Records from a dataset:
++++++
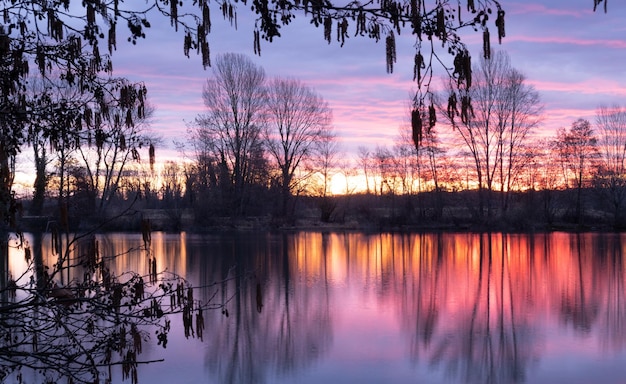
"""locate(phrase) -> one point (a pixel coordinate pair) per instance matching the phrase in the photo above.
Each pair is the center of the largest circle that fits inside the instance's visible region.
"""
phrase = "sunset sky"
(574, 57)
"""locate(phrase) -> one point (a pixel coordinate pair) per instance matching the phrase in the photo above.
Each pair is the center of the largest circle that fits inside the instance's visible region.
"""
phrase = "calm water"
(357, 308)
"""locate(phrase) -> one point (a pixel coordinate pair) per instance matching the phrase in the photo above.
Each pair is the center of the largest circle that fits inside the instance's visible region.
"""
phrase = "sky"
(575, 58)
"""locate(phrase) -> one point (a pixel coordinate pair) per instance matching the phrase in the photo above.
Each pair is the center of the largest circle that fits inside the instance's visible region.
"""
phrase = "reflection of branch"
(100, 324)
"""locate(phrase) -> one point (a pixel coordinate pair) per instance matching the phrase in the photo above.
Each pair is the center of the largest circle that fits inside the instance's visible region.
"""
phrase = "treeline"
(265, 149)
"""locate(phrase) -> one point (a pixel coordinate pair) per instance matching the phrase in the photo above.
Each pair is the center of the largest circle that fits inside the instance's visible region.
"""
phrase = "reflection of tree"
(72, 315)
(291, 330)
(576, 307)
(489, 342)
(613, 321)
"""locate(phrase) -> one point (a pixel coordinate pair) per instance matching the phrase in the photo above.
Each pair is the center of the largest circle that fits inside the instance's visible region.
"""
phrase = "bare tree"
(365, 159)
(297, 118)
(235, 98)
(577, 149)
(493, 121)
(327, 152)
(611, 174)
(115, 139)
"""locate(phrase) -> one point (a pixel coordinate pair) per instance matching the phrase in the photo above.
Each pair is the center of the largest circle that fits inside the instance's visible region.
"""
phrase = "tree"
++++++
Pictures are excluded; repeat every record exactly.

■ **Completed task**
"""locate(phrase) -> one point (a pixel coordinate pair) per instance matching the phrase in the photo above.
Each pair is the center of the largest circle that fits inside the instance's visible region.
"""
phrase = "sunset sky"
(574, 57)
"""locate(phrase) -> one point (a pixel coordinate pair) per instance matching the phrase in the photo above.
Each pair is the center of the largest circle that fits inside the instance's visible region.
"""
phrase = "calm water"
(357, 308)
"""locate(phrase) -> one point (a pixel coordinate pair) per instance matching the phrase in the photo above.
Each pair is the center of the largest circle that fits inside the instance's visible region.
"""
phrase = "sky"
(575, 58)
"""locate(phrase) -> one point (a pixel coordinate pair) per instance matching the phrase in the photo above.
Each pair is the center of the largest circle that fits inside the instance's visible region.
"""
phrase = "reflection of branch"
(100, 324)
"""locate(phrase) -> one point (a pixel coordinate pair) per instance matching the phrase in the photo above.
Each pair is the center of the largest circle that fits inside the instance's visible region.
"""
phrase = "treeline"
(265, 149)
"""locate(phrase) -> one point (a pixel coordinate pair) per instance matching the phrase in the photo above.
Each pair is the center of the largest circle that fits inside the instance's visible region.
"""
phrase = "reflection of tree"
(72, 315)
(291, 330)
(576, 307)
(489, 342)
(613, 321)
"""locate(phrase) -> one point (a pixel coordinate pair) per instance matching the phrase in the photo above.
Each pair is the center of the largest circle that fits inside the instance's visible region.
"""
phrase = "bare tree"
(365, 159)
(297, 118)
(235, 98)
(577, 149)
(493, 121)
(327, 152)
(611, 174)
(115, 139)
"""locate(phrase) -> one point (a pixel coordinate pair) per instance matching the phrase in the photo above.
Each pair is the center of the largest circle that fits inside the instance's visible region.
"""
phrase = "tree"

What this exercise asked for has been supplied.